### WORK TASK
For this exercise, output the line containing "Target: concrete step" and every line after it through the end of the records, exactly, and no other line.

### DATASET EXCERPTS
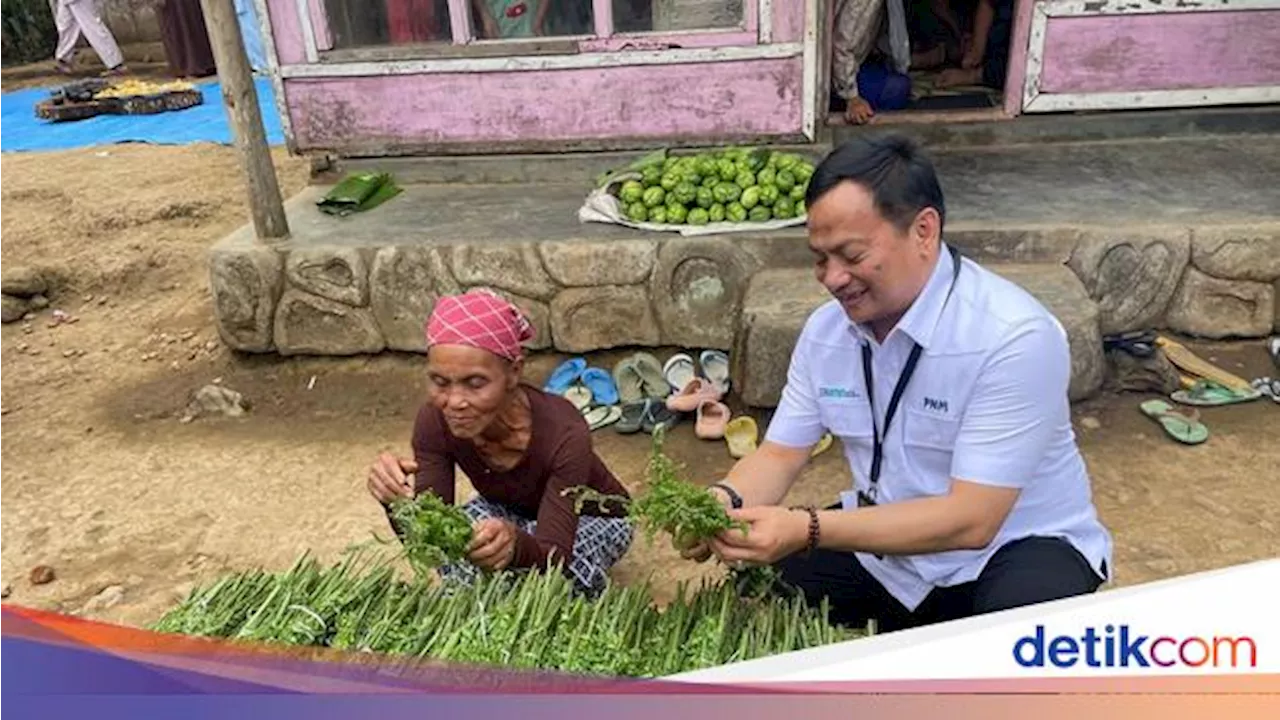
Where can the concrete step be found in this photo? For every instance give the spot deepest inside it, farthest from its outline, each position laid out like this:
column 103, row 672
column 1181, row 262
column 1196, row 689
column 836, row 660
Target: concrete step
column 778, row 301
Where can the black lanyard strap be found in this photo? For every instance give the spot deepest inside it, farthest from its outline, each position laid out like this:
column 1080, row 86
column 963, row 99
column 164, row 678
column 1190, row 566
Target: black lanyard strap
column 908, row 370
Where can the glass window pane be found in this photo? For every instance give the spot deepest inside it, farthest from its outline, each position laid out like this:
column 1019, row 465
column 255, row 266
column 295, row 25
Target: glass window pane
column 666, row 16
column 361, row 23
column 516, row 19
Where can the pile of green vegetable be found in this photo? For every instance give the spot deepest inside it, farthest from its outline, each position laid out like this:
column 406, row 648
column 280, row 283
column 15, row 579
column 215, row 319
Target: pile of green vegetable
column 735, row 185
column 525, row 620
column 519, row 619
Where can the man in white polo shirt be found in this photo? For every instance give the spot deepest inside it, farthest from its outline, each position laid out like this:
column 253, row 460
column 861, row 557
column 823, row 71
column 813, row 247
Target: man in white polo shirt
column 947, row 387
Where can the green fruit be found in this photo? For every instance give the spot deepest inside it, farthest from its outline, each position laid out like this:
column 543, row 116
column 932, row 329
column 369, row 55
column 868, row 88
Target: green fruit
column 632, row 191
column 685, row 192
column 784, row 209
column 676, row 213
column 705, row 197
column 654, row 196
column 769, row 195
column 786, row 181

### EXERCISE RESULT
Target: concrete step
column 778, row 301
Where can the black lanyard strap be found in this photo? For every instance give the spot deepest inside it, farthest from its outline, each position laid out like this:
column 1080, row 86
column 963, row 99
column 164, row 678
column 1190, row 566
Target: black lanyard strap
column 908, row 370
Where can the glass window pane be found in this photo? For every instance give the spot deepest inside it, farthest from its outline, each position laid out like this:
column 1019, row 465
column 255, row 266
column 295, row 25
Target: glass window pane
column 666, row 16
column 361, row 23
column 516, row 19
Where can the pile of green vegetable be found in this photo? For every instance give the spot deepest inside it, farthest from its outline, each position laid out like this:
column 406, row 648
column 280, row 283
column 15, row 579
column 215, row 319
Target: pile of green vegetable
column 735, row 185
column 525, row 620
column 519, row 619
Where can the man in white polo shirt be found in this photo? For every instance give the spot deepest inside it, farthest from its outline, each position laid out like this:
column 253, row 460
column 861, row 557
column 823, row 71
column 813, row 247
Target: man in white polo shirt
column 947, row 387
Where can the green fruit be found in this photo? For every instance give the spot deepest inside it, farthest from its outline, each position laid out like this:
column 543, row 116
column 932, row 329
column 369, row 55
column 868, row 88
Target: green fruit
column 632, row 191
column 685, row 192
column 784, row 209
column 676, row 213
column 705, row 197
column 654, row 196
column 769, row 195
column 786, row 181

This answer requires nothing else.